### Instructions for the task
Word for word, reproduce each of the entries.

### The data
┌──

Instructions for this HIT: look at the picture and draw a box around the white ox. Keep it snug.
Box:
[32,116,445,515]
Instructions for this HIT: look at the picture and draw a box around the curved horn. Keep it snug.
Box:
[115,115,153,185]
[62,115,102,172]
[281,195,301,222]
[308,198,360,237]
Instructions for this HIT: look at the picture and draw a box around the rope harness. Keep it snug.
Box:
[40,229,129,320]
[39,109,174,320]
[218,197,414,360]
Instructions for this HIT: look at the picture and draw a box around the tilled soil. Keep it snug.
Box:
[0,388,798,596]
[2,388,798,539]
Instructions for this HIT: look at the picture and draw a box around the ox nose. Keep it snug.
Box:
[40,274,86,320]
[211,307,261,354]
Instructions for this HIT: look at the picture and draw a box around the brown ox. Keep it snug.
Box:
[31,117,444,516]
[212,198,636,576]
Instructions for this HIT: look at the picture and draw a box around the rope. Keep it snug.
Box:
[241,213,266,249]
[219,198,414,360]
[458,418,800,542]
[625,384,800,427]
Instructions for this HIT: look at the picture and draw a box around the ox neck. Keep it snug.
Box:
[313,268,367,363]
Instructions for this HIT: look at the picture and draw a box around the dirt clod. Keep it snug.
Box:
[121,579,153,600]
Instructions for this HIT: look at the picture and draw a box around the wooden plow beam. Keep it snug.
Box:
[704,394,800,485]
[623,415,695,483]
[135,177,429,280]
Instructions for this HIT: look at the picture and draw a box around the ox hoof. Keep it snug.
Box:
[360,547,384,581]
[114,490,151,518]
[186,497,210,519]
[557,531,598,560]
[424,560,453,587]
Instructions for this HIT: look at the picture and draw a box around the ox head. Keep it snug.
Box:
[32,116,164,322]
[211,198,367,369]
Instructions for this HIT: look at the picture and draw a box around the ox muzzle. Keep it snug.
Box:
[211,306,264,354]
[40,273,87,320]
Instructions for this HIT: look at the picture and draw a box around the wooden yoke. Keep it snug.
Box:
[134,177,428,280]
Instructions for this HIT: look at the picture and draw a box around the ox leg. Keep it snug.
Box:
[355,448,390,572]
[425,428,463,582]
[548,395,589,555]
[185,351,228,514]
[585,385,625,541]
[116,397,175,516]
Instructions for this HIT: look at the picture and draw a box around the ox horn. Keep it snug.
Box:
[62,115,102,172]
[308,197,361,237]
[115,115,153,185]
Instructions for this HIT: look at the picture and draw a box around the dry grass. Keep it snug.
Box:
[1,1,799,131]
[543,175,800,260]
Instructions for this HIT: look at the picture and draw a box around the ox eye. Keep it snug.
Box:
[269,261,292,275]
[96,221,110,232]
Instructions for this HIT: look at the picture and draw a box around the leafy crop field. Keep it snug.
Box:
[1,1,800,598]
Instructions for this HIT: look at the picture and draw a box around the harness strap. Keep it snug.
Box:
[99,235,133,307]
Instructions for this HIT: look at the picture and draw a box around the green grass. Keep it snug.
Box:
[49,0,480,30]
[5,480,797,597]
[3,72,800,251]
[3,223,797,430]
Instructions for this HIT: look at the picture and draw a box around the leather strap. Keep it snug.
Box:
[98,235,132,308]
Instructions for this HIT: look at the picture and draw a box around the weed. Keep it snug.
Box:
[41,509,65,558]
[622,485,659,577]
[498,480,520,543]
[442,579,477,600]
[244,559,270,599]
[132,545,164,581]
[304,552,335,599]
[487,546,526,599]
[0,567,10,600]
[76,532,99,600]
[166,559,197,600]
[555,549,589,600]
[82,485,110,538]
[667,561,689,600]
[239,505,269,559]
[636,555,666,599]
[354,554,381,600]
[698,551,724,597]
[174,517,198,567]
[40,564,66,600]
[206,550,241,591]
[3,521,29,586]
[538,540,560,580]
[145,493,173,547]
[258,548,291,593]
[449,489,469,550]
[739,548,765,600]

└──

### Response to this task
Instructions for this HIT: look at the picture and draw a box around the white ox. Keep it snug.
Box:
[32,116,445,515]
Instructions for this HIT: look at the picture and draw a box around the curved horn. Keep it snug.
Box:
[115,115,153,185]
[62,115,102,172]
[281,195,301,222]
[308,198,360,237]
Instructions for this HIT: look at the picture and draw a box around the rope harness. Keep it snug.
Box:
[40,229,129,320]
[39,109,174,320]
[218,197,414,360]
Instructions for this HIT: look at the picture and draw a box around the tilled soil. Keep it snug.
Box:
[0,388,798,596]
[2,388,798,539]
Instructions for this HIT: look at the picture and draw a box around the ox nose. Keep it snug.
Box:
[40,274,86,320]
[211,307,261,354]
Instructions for this HIT: look at the picture and draw a box around the brown ox. Keep it snug.
Box:
[31,117,444,516]
[212,198,636,576]
Instructions for this HIT: look at the picture and draw a box around the rope. Keep it snug.
Box:
[241,213,266,249]
[219,198,414,360]
[458,418,800,542]
[625,384,800,427]
Instructions for this HIT: look at the picture and draw a box around the ox neck. Keep it snug.
Box:
[313,268,367,363]
Instructions for this HIT: look at the picture and draw a box around the dirt clod. Keep it snug.
Box:
[121,579,153,600]
Instructions for this HIT: look at the picture and draw a box around the wooden plow beam. Keep it snug.
Box:
[704,394,800,485]
[623,415,695,483]
[135,177,429,280]
Instructions for this HIT: look at the picture and draw a box around the ox hoof. Keep it snug.
Box:
[360,547,384,581]
[114,490,151,518]
[186,497,210,519]
[557,531,598,560]
[424,560,453,587]
Instructions for this HIT: look at the picture and draw a box around the ox head. Keep it snug.
Box:
[32,116,164,322]
[211,198,367,369]
Instructions for this HIT: look at the picture and draw a box around the ox muzzle. Keep it snug.
Box:
[211,306,264,354]
[40,273,87,320]
Instructions for this HIT: look at the picture and draw a box around the wooden yoke. Keep it snug.
Box:
[134,177,428,280]
Instructions for this HIT: look at the picture and draw a box around the ox leg. Keep it snug.
Box:
[355,448,390,572]
[425,428,463,582]
[548,395,589,555]
[185,351,228,514]
[585,385,625,541]
[116,397,175,516]
Instructions for this HIT: look at the picture and draw a box around the ox horn. Keep it snug.
Box:
[62,115,102,172]
[308,197,361,237]
[115,115,153,185]
Instructions for this HIT: look at the picture and draw a box around the dry grass. Keep it snug.
Box:
[1,1,799,131]
[543,175,800,260]
Instructions for this HIT: look at the picture and draw a box around the ox eye. Keep it snug.
Box:
[269,261,292,275]
[96,221,110,232]
Instructions for this HIT: look at the picture and draw a box around the leafy crop field. Keep it snug.
Box:
[1,1,800,598]
Instructions for this HIT: look at the picture and draw a box around the harness strap. Keep it snug.
Box:
[99,235,133,307]
Instructions for this HIT: look at the picture and draw a box around the green grass. Keep it snug.
Box:
[49,0,480,30]
[5,480,797,597]
[3,72,800,251]
[3,223,797,430]
Instructions for this HIT: look at the picture and draw a box around the leather strap. Keep it snug.
Box:
[98,235,132,308]
Instructions for this HIT: look at the picture and draw a box around the weed. Keep it snug.
Box:
[41,509,65,558]
[622,485,659,577]
[498,480,520,543]
[442,579,477,600]
[244,559,270,599]
[132,545,164,581]
[304,552,335,599]
[487,546,526,599]
[0,567,10,600]
[76,532,99,600]
[166,559,197,600]
[555,549,589,600]
[82,485,110,538]
[667,561,689,600]
[239,505,269,559]
[636,555,666,599]
[354,554,381,600]
[698,551,724,597]
[174,517,198,567]
[40,564,66,600]
[206,550,241,591]
[3,521,29,586]
[538,540,560,580]
[145,493,173,547]
[258,548,291,593]
[449,489,469,550]
[739,548,765,600]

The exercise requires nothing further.